Yesterday’s welcome sun and warm temperatures had me out the door to lay down another round of ashes before the next storm. After packing down our woodland paths with snowshoes we were off to our favorite forest. I had planned to look for liverworts but as usual nature had other plans nudging me to note which trees might be photosynthesizing around these forest edges. At any given moment there are thousands of interactions between tree bark and ki’s environment that most of us take for granted. If you pay attention to bark you may, like me, develop a deep respect for the unparalleled beauty and for the protective skin of every tree. Especially during the winter months.
We know that bark protects the tree from insects and other damage, and the thick ridged bark of older pines or hemlocks also holds moisture in ki’s fissures as well as providing creaturely homes.
I feel compelled to stop to run my hands over these thick white pine trunks in gratitude and awe for their existence. I do the same thing at home in my modest sanctuary, but here the pines are older like the ones that once entirely covered the mountain behind me, all the way to the ledges…I remind myself that the waxy needles on conifers also photosynthesize on warm sunny days.
I came to the mountains because I was in love with trees and to study bears (note: it was five years before I met my first bear. In our time the bears said, not yours. The two, trees and bears belong together since the black bear is a prey animal that must have trees to climb for safety and to outwit all but human predators.
During those first years I roamed through fen and forest, old forgotten fields, awed by moon tide springs, marshes, and seeps believing that I had found a paradise. Bears appeared like magic when the time was right and stayed for many years.
Now I come to this forest in remembrance (requiem) feeling the deepest respect and gratitude for those who cared enough to save this piece of land in time.
Hemlock Hollow is not a winter option for Coalie and me in this frozen world though I hear my name being called, but there is still so much to see.

→ **Direction a**
Answer these questions about the forest walk piece, one per line:
(i) What had the writer planned to look for in the forest?
(ii) Which part of conifers also photosynthesizes on warm sunny days?
(iii) How many years passed before the writer met a first bear?

→ **Material provided**
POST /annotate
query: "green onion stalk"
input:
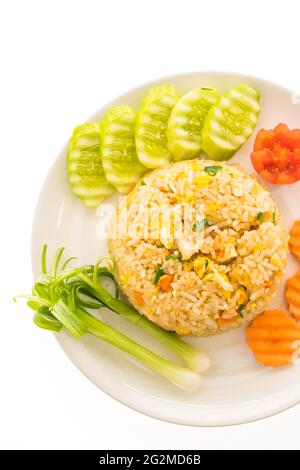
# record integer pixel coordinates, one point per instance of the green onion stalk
(65, 299)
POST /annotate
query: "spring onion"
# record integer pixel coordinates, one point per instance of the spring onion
(62, 299)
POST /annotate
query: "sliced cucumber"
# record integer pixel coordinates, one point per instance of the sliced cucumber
(186, 122)
(230, 122)
(85, 168)
(121, 166)
(151, 126)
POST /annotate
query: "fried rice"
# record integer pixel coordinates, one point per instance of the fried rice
(222, 269)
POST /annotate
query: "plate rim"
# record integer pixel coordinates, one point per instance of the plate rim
(293, 393)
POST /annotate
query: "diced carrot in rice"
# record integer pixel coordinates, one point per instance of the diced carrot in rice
(139, 298)
(295, 239)
(165, 282)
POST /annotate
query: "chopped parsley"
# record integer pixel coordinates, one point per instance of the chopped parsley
(158, 274)
(212, 170)
(178, 256)
(260, 216)
(201, 225)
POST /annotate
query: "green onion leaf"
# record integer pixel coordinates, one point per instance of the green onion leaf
(158, 274)
(201, 225)
(57, 259)
(212, 170)
(241, 308)
(69, 319)
(44, 319)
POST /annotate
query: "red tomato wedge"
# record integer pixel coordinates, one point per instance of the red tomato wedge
(276, 154)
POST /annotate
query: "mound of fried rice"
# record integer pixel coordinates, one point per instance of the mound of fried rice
(221, 279)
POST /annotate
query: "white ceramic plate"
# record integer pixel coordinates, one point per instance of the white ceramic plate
(236, 389)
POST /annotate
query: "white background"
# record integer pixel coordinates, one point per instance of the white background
(60, 61)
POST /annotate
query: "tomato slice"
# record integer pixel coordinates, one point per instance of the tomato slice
(276, 154)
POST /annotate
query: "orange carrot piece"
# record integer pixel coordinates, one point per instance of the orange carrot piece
(271, 337)
(226, 321)
(295, 238)
(292, 295)
(139, 298)
(165, 282)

→ **Direction b**
Reproduce all of the rows above word for word, leaving the pictures out.

→ **Written response a**
(i) Liverworts
(ii) The waxy needles
(iii) Five years

→ **Written response b**
POST /annotate
query: "green onion stalk"
input:
# record integer pixel coordinates, one point per instance of the green onion stalk
(65, 299)
POST /annotate
query: "spring onion"
# record integer pixel coordinates, one point per instance of the spring onion
(62, 299)
POST /annotate
query: "sliced cucumber"
# record integer pixel coordinates, one point per instance of the sliced cucumber
(186, 122)
(230, 122)
(85, 168)
(121, 166)
(151, 126)
POST /annotate
query: "fried rice"
# record integer pixel coordinates, one point per instance of the fried rice
(222, 269)
POST /annotate
query: "plate rim"
# record integer pixel coordinates, one point per instance of the plate rim
(293, 393)
POST /annotate
query: "diced carrot in rice"
# record integer pixel coordinates, one point per instance of the diced carrot in rice
(139, 298)
(295, 239)
(165, 282)
POST /annotate
query: "chopped parsley"
# record integer pixel coordinates, one point per instance of the chopped parsley
(158, 274)
(212, 170)
(178, 256)
(260, 216)
(201, 225)
POST /annotate
query: "green onion leaf"
# record integer pixel coordinates, one point per instance of the green onion leaf
(158, 274)
(201, 225)
(57, 259)
(212, 170)
(241, 308)
(69, 319)
(44, 319)
POST /annotate
query: "red tomato wedge"
# record integer pixel coordinates, one point per instance of the red tomato wedge
(276, 154)
POST /annotate
query: "mound of fried rice"
# record integer pixel coordinates, one point per instance of the mound of fried rice
(221, 279)
POST /annotate
query: "white ceramic plate"
# record integer pixel coordinates, one point per instance of the white ceramic plate
(236, 389)
POST /annotate
query: "white background"
# record integer pixel coordinates, one point per instance of the white background
(60, 61)
POST /annotate
query: "tomato slice"
# record integer pixel coordinates, one point per instance of the tomato slice
(276, 154)
POST /annotate
query: "orange carrot piece"
# record integer pixel coordinates, one point per instance of the orange carrot piece
(271, 337)
(226, 321)
(295, 238)
(292, 295)
(139, 298)
(165, 282)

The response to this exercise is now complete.